→ Goal 1
Pick out every line of the entries below that contains the word "player", and copy each of those lines.

→ Article

One crucial thing to bear in mind is that PDF.js was designed as a PDF reader only; therefore, it does not support features that require editing of PDFs such as direct annotation, page manipulation, and redaction — as emphasized in the FAQ:

Quote from pdf.js community contributor

And on GitHub:

Quote from pdf.js community contributor

Out of Scope and Unsupported Features

As a result, some features are categorized as outside the scope of a PDF reader. These are not given as much attention by the main project contributors. Other features are unsupported because the open-source community is still working on them.

Unsupported Features and Reason

Form Filling — Open issue for 3 years | Update: Now supported

Direct annotation (Add, edit, and remove) — Out of Scope

Page manipulation (Add, merge, and remove) — Out of Scope

Signatures — Open for 7 years | Update: Now display

Toggleable visual layers (OCGs) — Open for 8 years | Update: API method added

Night mode — Open for 7 years | Update: API method added

Advanced Rendering Features

Overprint Support — Open 8 years | Update: Marked as “won’t fix”

Canvas tiling — Open 6 years

Color profile management — Open 6 years

Browser Behavior and Support

Copied to clipboard

PDF.js has the advantage (and disadvantage) of relying on the browser for rendering.

This means PDF.js can initialize very quickly compared to many other PDF web viewers which must download and initialize their entire PDF rendering package.

However, because PDF.js relies on the browser, results may vary according to the browser, as each may handle specific fonts, images, and graphics differently. PDF.js also relies on HTML “extensions” to support some missing graphics features — with uneven adoption across different browsers.

We’ve found that PDF.js performs best on Mozilla Firefox (naturally) less well on Safari and Chrome, and weakest on Microsoft Edge and Internet Explorer. Many older browsers are not supported.

PDF.js Supported Browsers

Browser — Supported — Automated Testing

Firefox — Yes — Windows/Linux

Chrome — Yes — Windows/Linux

Opera — Yes — None

IE 11/Edge — Mostly — None

Safari 9+ — Mostly — None

IE 10 and below — No — None

Safari 8 and below — No — None

Android 4 and below — No — None

Data from the PDF.js FAQ.

Therefore, PDF.js will prove satisfactory if your users work on the latest versions of Chrome and Firefox, and less satisfactory should your users work in IE 11 or older browsers, or on older mobile devices.

→ Goal 2
Retype the passage of the PDF.js article above, from "Canvas tiling —" up to and including "across different browsers.".

→ Supplied records

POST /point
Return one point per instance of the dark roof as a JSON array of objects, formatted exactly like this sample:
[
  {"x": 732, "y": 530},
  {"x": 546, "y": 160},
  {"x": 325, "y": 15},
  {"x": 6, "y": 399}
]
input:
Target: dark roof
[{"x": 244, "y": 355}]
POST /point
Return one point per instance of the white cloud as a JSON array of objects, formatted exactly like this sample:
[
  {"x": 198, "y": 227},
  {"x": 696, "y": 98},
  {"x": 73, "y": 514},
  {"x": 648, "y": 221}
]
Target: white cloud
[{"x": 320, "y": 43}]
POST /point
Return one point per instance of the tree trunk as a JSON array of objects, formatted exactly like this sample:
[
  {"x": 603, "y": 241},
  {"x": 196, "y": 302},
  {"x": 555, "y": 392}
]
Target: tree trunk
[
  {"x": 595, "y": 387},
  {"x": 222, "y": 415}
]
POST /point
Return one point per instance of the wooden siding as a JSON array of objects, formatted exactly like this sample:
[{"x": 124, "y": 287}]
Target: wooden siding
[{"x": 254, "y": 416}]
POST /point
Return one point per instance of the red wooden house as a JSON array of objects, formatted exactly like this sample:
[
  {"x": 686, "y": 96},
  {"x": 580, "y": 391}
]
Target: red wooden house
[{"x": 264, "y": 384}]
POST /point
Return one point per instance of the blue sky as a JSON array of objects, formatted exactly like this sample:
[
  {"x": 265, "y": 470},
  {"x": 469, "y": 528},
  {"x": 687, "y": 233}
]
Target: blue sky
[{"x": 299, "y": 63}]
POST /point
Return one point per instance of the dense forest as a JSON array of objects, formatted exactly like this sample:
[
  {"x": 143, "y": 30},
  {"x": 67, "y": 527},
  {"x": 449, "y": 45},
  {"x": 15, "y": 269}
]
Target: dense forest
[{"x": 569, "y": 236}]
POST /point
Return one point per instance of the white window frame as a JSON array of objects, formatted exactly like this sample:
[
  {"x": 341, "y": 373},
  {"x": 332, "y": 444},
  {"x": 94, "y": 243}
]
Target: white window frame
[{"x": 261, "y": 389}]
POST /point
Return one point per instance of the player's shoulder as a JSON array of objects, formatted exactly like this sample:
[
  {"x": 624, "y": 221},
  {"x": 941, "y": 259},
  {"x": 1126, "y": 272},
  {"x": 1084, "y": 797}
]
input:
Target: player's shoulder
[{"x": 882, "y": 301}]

→ Exercise result 1
Return one point per instance of the player's shoulder as a JSON array of objects, formatted exactly like this sample:
Target: player's shoulder

→ Exercise result 2
Canvas tiling — Open 6 years

Color profile management — Open 6 years

Browser Behavior and Support

Copied to clipboard

PDF.js has the advantage (and disadvantage) of relying on the browser for rendering.

This means PDF.js can initialize very quickly compared to many other PDF web viewers which must download and initialize their entire PDF rendering package.

However, because PDF.js relies on the browser, results may vary according to the browser, as each may handle specific fonts, images, and graphics differently. PDF.js also relies on HTML “extensions” to support some missing graphics features — with uneven adoption across different browsers.